# [Request]
Repeat word for word everything from the line containing "blurred mountain background" to the end of the listing, first and last lines included, and only that.

# [Material for the task]

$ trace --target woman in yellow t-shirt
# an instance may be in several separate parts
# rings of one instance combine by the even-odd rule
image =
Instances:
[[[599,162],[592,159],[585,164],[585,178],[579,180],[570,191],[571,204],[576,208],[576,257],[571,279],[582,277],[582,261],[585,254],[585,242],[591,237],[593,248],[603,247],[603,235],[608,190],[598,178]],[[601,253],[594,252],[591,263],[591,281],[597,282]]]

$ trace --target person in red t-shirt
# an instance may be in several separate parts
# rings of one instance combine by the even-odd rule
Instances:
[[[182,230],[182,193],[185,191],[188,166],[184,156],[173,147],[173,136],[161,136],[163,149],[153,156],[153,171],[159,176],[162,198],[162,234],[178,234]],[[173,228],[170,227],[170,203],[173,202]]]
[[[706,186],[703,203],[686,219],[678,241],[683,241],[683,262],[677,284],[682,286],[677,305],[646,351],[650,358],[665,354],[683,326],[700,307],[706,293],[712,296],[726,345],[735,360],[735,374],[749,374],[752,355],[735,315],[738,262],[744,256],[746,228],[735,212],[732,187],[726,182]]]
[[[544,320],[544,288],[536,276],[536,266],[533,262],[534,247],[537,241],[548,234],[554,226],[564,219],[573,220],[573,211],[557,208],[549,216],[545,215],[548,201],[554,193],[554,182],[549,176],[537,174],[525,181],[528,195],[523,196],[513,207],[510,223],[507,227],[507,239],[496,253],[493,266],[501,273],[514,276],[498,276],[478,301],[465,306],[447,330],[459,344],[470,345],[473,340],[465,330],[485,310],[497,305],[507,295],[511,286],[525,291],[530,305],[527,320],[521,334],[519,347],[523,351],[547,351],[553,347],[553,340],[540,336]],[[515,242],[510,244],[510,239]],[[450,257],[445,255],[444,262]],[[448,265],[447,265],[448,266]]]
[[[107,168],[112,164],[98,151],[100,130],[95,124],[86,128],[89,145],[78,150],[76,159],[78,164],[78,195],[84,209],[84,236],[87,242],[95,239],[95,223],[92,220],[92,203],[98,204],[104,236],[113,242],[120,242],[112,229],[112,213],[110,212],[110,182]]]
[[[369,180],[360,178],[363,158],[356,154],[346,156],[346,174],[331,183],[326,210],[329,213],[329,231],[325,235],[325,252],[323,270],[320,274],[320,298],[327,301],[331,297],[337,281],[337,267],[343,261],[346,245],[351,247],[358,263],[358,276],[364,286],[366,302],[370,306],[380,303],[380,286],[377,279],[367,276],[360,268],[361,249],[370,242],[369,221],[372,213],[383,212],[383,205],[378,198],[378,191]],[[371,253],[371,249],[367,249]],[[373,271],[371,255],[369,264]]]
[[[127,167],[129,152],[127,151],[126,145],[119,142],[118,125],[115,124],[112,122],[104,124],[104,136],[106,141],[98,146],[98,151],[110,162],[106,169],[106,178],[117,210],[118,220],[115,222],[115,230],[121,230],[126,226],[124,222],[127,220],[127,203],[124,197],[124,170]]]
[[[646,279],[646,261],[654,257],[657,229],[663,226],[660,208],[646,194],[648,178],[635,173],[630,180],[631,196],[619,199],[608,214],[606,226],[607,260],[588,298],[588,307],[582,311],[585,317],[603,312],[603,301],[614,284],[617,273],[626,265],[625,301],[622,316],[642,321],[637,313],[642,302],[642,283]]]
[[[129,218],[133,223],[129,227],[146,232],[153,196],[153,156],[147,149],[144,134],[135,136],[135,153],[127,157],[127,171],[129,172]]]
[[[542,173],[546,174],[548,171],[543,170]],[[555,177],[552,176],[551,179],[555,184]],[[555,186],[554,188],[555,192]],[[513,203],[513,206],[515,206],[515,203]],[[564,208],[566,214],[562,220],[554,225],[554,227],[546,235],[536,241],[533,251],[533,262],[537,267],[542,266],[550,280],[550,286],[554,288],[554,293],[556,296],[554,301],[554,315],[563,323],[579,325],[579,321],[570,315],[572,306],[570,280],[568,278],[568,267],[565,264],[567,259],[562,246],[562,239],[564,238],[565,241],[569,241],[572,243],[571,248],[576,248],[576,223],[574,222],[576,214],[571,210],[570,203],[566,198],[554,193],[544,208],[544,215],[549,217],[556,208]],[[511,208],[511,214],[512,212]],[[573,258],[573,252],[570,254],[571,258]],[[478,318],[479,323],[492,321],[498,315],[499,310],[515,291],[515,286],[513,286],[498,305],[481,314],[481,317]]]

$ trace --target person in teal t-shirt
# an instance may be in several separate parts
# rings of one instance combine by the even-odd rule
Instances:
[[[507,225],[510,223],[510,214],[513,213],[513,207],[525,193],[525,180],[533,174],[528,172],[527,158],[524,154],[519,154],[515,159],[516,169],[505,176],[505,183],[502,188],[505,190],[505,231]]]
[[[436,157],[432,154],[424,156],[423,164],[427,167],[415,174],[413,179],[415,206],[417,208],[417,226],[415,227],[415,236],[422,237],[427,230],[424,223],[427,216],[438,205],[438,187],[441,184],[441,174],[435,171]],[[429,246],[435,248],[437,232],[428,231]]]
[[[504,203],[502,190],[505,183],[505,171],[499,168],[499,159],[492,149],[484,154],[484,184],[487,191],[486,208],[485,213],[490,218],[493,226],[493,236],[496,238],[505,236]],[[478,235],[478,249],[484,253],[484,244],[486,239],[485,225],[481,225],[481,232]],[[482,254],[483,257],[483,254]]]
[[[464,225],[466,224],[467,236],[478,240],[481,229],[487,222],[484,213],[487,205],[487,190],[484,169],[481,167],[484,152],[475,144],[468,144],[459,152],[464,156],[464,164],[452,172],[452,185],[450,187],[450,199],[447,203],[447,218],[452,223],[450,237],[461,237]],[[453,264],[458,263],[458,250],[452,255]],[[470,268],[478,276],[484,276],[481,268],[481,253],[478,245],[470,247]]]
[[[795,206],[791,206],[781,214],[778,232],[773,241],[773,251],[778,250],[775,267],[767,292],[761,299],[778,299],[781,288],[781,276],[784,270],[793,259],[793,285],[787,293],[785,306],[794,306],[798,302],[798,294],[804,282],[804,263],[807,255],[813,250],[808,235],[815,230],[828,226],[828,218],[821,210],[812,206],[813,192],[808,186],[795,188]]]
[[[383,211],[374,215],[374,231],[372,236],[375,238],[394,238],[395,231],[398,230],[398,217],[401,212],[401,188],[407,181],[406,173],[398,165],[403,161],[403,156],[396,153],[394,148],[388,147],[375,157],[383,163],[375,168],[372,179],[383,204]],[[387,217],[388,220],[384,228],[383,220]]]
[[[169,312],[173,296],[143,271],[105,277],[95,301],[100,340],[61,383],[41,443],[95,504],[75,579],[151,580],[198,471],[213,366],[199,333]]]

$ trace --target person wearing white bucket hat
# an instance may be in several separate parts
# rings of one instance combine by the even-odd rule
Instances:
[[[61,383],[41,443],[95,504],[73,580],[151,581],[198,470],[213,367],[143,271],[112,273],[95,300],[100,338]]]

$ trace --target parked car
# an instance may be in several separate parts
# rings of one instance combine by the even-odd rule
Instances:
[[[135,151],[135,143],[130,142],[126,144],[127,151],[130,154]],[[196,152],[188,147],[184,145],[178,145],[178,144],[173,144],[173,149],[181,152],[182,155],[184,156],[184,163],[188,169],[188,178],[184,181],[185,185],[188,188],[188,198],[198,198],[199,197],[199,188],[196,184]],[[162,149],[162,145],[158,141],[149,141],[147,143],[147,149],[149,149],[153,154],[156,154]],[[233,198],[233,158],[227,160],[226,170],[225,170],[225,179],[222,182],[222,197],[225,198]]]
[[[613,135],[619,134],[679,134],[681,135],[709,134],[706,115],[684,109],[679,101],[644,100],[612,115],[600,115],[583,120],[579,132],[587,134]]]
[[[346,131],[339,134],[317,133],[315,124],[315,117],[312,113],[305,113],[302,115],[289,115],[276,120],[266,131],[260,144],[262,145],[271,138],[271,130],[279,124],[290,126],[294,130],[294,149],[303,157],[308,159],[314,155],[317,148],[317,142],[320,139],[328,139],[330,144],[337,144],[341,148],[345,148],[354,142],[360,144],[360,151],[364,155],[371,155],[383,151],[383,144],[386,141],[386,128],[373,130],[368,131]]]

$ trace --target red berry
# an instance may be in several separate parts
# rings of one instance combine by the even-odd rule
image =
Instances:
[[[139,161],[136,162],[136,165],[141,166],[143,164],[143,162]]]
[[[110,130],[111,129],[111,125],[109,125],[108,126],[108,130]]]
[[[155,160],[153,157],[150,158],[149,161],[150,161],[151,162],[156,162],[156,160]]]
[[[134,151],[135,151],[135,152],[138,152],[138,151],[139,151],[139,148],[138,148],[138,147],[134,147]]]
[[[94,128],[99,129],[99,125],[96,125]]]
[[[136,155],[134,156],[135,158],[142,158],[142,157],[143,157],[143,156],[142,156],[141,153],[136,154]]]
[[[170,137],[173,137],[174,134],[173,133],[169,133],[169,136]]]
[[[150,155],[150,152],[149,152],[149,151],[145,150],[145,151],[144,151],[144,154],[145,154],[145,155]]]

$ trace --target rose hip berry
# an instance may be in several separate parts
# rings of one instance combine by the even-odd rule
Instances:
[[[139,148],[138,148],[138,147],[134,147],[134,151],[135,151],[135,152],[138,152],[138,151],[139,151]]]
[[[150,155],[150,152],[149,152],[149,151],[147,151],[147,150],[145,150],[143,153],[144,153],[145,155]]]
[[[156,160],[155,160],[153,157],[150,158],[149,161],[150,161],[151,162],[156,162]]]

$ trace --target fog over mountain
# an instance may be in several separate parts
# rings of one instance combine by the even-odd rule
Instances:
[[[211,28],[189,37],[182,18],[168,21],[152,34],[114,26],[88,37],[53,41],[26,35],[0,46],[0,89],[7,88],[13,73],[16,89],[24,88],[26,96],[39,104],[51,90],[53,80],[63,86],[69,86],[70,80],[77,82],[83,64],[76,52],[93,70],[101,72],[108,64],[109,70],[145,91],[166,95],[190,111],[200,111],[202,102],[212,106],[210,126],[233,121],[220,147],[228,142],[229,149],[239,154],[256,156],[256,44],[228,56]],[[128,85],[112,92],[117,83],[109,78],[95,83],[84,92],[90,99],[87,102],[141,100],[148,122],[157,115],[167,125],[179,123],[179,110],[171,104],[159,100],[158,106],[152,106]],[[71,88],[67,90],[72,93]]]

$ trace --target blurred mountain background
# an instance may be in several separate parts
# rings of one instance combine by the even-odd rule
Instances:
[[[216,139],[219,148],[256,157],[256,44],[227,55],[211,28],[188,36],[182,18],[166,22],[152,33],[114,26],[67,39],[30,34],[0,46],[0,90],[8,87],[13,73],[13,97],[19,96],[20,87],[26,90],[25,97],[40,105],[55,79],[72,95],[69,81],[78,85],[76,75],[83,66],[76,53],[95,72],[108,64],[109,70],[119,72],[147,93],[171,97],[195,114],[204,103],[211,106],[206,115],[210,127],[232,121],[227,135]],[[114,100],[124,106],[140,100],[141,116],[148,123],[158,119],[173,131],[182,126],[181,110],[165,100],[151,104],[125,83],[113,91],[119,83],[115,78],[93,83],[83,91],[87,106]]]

# [Response to this exercise]
$ trace --target blurred mountain background
# an instance may be in several separate parts
# rings of one instance combine by the even-odd rule
Instances:
[[[216,139],[219,148],[256,157],[256,44],[227,55],[211,28],[188,36],[182,18],[166,22],[152,33],[114,26],[67,39],[30,34],[0,46],[0,90],[8,87],[13,73],[13,97],[19,96],[20,87],[26,90],[25,97],[40,105],[55,79],[72,95],[69,81],[78,85],[76,75],[83,66],[76,53],[95,72],[108,64],[109,70],[119,72],[147,93],[171,97],[195,114],[204,103],[211,106],[206,115],[210,127],[232,121],[227,135]],[[114,100],[124,106],[140,100],[141,116],[148,123],[158,119],[173,131],[182,126],[181,110],[165,100],[151,104],[125,83],[113,91],[119,83],[115,78],[93,83],[83,91],[87,106]]]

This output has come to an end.